Without including the pictures, copy out every line below.

(Dataset entries)
-- Opening Marker --

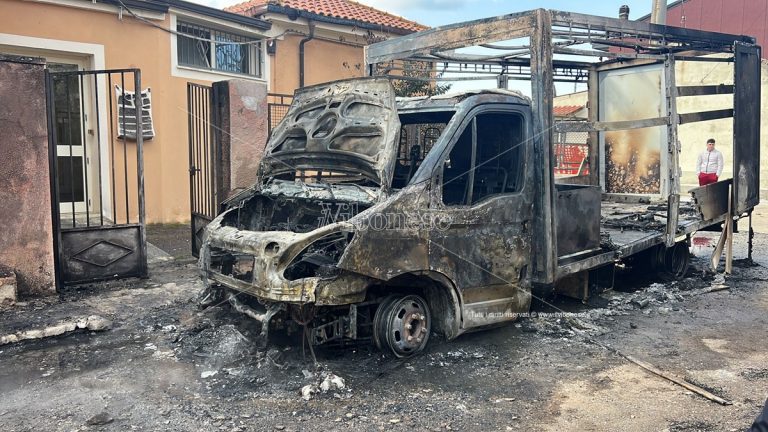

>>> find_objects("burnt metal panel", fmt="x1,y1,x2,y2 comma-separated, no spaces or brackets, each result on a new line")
364,10,536,65
690,179,732,221
554,184,601,257
666,193,680,244
587,66,599,187
530,9,557,284
733,43,761,214
676,85,734,97
59,225,143,284
678,109,734,124
262,78,400,188
555,116,669,132
554,46,667,61
556,250,616,280
551,10,755,47
664,54,680,246
365,9,755,68
427,194,533,329
192,213,213,256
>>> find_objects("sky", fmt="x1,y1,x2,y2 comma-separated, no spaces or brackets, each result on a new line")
191,0,665,26
186,0,670,93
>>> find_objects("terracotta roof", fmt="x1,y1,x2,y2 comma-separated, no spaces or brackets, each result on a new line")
225,0,428,33
553,105,583,116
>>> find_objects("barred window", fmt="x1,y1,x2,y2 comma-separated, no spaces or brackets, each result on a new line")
176,21,261,77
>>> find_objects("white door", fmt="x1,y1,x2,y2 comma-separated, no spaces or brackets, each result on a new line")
48,62,89,216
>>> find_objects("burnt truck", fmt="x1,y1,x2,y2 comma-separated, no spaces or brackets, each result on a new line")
199,9,761,357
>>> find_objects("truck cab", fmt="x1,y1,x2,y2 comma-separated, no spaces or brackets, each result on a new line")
199,78,541,357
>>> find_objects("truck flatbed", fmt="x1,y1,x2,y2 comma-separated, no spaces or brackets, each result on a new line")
557,197,726,280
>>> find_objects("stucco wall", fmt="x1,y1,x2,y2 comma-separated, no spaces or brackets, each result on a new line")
268,33,368,95
214,79,269,198
0,0,268,223
228,80,268,192
0,55,57,297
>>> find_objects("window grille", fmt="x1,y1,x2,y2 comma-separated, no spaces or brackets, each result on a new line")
177,20,261,77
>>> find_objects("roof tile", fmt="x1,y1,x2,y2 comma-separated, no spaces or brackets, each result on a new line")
553,105,583,116
225,0,428,33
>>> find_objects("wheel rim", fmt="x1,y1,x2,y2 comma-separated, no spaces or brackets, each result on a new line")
381,295,431,358
373,295,399,351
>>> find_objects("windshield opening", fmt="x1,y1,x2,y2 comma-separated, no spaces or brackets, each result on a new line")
393,111,455,189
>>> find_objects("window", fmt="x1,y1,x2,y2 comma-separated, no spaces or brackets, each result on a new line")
393,111,454,189
177,21,261,77
441,112,524,206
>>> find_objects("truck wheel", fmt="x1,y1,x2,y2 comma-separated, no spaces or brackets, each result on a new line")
373,295,431,358
657,242,690,280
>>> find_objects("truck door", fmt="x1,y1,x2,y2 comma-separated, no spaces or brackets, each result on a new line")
429,108,534,329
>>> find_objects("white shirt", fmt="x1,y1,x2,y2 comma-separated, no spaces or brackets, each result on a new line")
696,148,723,177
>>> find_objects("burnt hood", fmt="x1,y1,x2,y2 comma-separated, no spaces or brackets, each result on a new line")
261,78,400,187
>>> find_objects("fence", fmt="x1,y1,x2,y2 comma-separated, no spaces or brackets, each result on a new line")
187,82,217,257
46,68,147,284
267,93,292,136
553,130,589,176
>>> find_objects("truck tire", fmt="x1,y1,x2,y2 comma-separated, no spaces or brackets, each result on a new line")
656,242,690,281
373,294,431,357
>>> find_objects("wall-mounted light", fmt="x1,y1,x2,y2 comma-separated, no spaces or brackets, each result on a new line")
266,39,277,55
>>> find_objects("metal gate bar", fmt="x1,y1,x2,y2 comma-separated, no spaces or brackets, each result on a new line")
188,82,217,257
267,93,292,136
46,68,147,285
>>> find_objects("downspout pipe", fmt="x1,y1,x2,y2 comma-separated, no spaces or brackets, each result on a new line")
299,21,315,88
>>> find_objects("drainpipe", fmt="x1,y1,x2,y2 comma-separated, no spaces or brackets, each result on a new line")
299,21,315,88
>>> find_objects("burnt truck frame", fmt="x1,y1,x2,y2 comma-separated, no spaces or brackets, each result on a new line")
199,9,761,357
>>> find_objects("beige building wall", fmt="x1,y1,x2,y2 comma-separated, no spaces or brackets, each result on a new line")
676,58,768,197
0,0,267,223
259,11,400,98
267,32,371,96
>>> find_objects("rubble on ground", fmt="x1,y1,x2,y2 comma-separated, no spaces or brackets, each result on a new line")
521,260,730,339
299,371,347,400
0,315,112,345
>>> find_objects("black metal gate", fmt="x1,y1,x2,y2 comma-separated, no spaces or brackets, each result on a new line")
268,93,293,136
188,83,218,257
45,68,148,285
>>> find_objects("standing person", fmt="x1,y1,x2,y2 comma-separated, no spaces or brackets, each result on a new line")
695,138,724,186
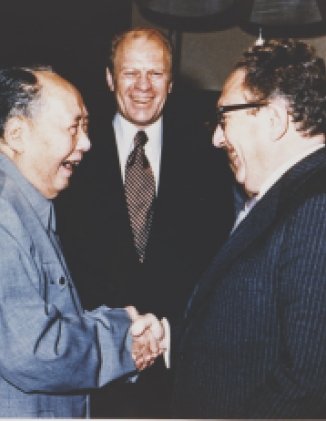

-- Closing Marker --

■ Expected answer ■
>>> find_objects("burnt metal panel", fmt="x1,y1,x2,y2 comma-separated, no spaces or brackets, each result on a new line")
364,10,536,65
690,179,732,221
554,184,601,257
666,193,680,244
587,66,599,187
530,9,557,284
733,43,761,214
676,85,734,97
59,225,143,284
678,109,734,124
262,78,400,188
555,116,669,132
554,46,667,61
556,250,616,280
551,10,755,47
664,54,680,246
365,9,755,68
427,194,533,329
192,213,213,256
>>> find_objects("sky", fmt="x1,y1,x2,y2 comma-separated, no spaces or brackets, each result on a new line")
191,0,665,26
186,0,670,93
>>> find_objects("terracotta roof", fmt="x1,y1,x2,y2 comma-separated, no spaces or brackets, each result on a new line")
225,0,428,33
553,105,583,116
>>> find_objects("barred window", fmt="x1,y1,x2,y2 comma-separated, no spaces or brackets, each result on a new line")
176,21,261,77
>>> find_objects("white door", fmt="x1,y1,x2,y2 comma-separated, no spaces or brackets, each result on a new line")
48,62,89,216
>>> find_objects("burnt truck", fmt="x1,y1,x2,y2 comma-separated, no spaces or brackets, each result on a new line")
199,9,761,357
>>> find_objects("truck cab", fmt="x1,y1,x2,y2 comma-separated, no spaces or brackets, each result on a new line")
199,78,541,357
>>> find_objects("truck flatbed", fmt="x1,y1,x2,y2 comma-separated, no spaces or brackets, each result on a new line")
557,197,726,280
>>> find_objects("stucco wall", fmt="x1,y1,x2,y2 comma-separated, no spaces or brackets, each result on a new line")
268,33,368,95
214,79,269,198
0,0,268,223
228,80,268,192
0,55,57,297
>>> find_objects("window grille", fmt="x1,y1,x2,y2 comma-separated, no spaces or brackets, each result on a new line")
177,20,261,77
>>> find_objects("roof tile", fmt="x1,y1,x2,y2 comma-separated, no spaces or brackets, each result on a new line")
553,105,583,116
225,0,428,33
>>> find_objects("wheel rim", fmt="x1,y1,x2,y2 comma-separated, no spaces or brackets, each result on a new line")
381,295,431,358
373,295,399,351
>>> find_objects("windshield opening", fmt="x1,y1,x2,y2 comma-separated, no spaces or brackets, each result on a new line")
393,111,455,189
>>> find_objects("window", fmt="x1,y1,x2,y2 comma-separated, no spaces or brackets, each result on a new line")
393,111,454,189
177,21,261,77
441,112,524,206
>>> find_objects("truck wheel", fmt="x1,y1,x2,y2 comma-separated, no spaces or brackets, each result on a new line")
373,295,431,358
657,242,690,280
>>> find_objects("truck door", fmt="x1,y1,x2,y2 comma-separated, no spaces or brackets, each result on a new line")
429,108,534,329
>>> find_objects("white shirt", fmt="x1,y1,x2,y2 comma-separated, no spaces or brackets, each result on a new line")
696,148,723,177
>>> find_objects("burnt hood", fmt="x1,y1,x2,y2 comma-separated, no spaces or brackets, each result on a new line")
261,78,400,187
>>> find_objects("fence", fmt="x1,y1,x2,y2 comma-separated, no spaces or brackets, each result on a new line")
187,82,217,257
46,68,147,284
267,93,292,136
553,130,589,176
>>> find_objects("truck tire", fmt="x1,y1,x2,y2 comma-separated, no spaces or brackets, each result on a new line")
656,242,690,281
373,294,431,357
>>> find_objects("wall-mounted light", fmt="x1,y1,x2,y2 comma-separated, no spaces or brackets, each result on a new line")
266,39,277,55
>>> find_objects("metal gate bar", fmt="x1,y1,x2,y2 comma-separated, no spaces or brackets, each result on a new line")
188,82,217,257
267,93,292,136
46,68,147,285
>>> find_objects("downspout pipe", fmt="x1,y1,x2,y2 comma-separated, no spaces or brackets, each result on a new line")
299,21,315,88
>>> find_objects("drainpipe", fmt="x1,y1,x2,y2 comma-separated, no spaces or brackets, each result on a new line")
299,21,315,88
>>> find_objects("burnt truck frame", fmt="x1,y1,x2,y2 comma-separated, no spaces or brackets, each result on a new line")
199,9,761,357
>>> find_objects("beige building wall", fmt="x1,y1,x2,y2 comma-separated, no spaces or brackets, each result on a new line")
676,58,768,197
0,0,267,223
259,11,400,98
267,32,371,96
>>> find_objects("rubble on ground", fmt="x1,y1,x2,y2 comma-separated, no spaces or brackets, each result on a new line")
521,260,730,339
299,371,347,400
0,315,112,345
>>> find_objects("black metal gate", fmt="x1,y1,x2,y2 comma-separated, no spaces or brackets, each result on a new line")
268,93,293,136
188,83,218,257
45,68,148,285
>>> find_objects("standing person", fmt="x1,y1,x2,y2 comma-separated, no spaces or brackets, each result on a new line")
695,138,724,186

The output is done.